• Work instruction: In the post about Tillie Olsen, what was the title of her first published book?

• Passage shown:

● ● ● ● ● ● ●

Saturday, January 06, 2007

Tillie Olsen

The best obituary of Tillie Olsen that I have read: Tillie Olsen, 1913-2007 by John Leonard in The Nation online. Here is a sentence about John Leonard's introduction to Olsen and others in the 60s that I view as another rereading list:
There was a lot of this music around in the early '60s, especially at Pacifica radio, where so many of us went instead of graduate school to play with our politics and microphones, such a plenitude we took for granted, so many books so splendid, so savage and so nourishing, that they seemed to fall from some giant banyan--a Tin Drum and a Golden Notebook, a Catch-22 and The Fire Next Time, Flannery O'Connor and Chinua Achebe, Herzog and V--and we'd never again go hungry for meaning.

The New York Times was more informative (and conventional):
A daughter of immigrants and a working mother starved for time to write, Ms. Olsen drew from her personal experiences to create a small but influential body of work. Her first published book, “Tell Me a Riddle” (1961), contained a short story, “I Stand Here Ironing,” in which the narrator painfully recounts her difficult relationship with her daughter and the frustrations of motherhood and poverty.

● ● ● ● ● ● ●

(Collected data entries)
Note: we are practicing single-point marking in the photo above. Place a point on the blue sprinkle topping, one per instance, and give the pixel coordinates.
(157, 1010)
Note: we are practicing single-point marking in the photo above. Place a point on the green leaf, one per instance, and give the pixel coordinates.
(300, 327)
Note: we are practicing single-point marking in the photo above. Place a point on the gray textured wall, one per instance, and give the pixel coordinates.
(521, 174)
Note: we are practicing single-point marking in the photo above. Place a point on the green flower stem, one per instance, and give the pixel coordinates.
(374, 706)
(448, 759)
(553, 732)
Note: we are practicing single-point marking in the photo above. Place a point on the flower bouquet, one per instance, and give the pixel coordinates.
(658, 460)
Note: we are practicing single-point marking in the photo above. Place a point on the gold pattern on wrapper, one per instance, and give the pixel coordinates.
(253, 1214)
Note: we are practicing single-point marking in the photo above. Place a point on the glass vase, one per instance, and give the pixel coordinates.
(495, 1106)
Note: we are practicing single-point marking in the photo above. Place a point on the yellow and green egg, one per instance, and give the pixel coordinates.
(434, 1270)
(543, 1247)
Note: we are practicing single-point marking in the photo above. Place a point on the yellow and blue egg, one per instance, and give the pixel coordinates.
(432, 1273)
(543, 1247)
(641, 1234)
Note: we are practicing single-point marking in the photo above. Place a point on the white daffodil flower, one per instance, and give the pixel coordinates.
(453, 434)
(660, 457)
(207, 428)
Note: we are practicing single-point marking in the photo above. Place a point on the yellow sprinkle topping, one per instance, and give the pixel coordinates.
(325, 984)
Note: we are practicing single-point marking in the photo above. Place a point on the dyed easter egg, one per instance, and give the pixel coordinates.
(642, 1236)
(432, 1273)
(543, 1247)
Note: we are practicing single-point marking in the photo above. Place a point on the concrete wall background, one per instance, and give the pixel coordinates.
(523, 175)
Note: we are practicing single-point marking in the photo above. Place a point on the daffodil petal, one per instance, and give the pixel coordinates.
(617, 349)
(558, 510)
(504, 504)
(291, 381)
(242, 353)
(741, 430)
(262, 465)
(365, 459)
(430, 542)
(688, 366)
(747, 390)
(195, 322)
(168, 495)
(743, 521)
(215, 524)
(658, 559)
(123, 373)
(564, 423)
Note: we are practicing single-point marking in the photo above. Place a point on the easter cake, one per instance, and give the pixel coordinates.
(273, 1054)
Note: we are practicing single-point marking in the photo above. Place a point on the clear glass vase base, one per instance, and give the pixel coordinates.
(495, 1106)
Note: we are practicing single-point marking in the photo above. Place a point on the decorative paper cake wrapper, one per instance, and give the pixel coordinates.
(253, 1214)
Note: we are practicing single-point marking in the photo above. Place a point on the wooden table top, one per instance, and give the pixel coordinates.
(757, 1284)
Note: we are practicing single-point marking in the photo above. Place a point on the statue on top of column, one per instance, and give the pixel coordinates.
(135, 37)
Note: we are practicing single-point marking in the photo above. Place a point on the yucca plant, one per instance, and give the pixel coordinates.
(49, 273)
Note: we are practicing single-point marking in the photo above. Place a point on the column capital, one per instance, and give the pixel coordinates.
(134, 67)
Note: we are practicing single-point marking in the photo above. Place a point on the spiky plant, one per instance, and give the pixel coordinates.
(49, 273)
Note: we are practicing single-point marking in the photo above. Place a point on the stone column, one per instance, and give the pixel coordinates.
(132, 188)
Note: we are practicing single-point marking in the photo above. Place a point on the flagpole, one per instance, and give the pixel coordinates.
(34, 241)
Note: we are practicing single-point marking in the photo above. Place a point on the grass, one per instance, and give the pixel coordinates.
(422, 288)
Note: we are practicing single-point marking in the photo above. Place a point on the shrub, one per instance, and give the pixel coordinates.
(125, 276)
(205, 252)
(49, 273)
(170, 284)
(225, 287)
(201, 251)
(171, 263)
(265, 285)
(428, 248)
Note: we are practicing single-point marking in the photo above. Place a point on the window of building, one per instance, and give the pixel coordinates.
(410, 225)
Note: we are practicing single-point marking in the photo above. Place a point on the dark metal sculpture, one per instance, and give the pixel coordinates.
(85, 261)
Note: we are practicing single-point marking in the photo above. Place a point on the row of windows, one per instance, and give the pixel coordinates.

● ● ● ● ● ● ●

• Solution below: "Tell Me a Riddle" (1961)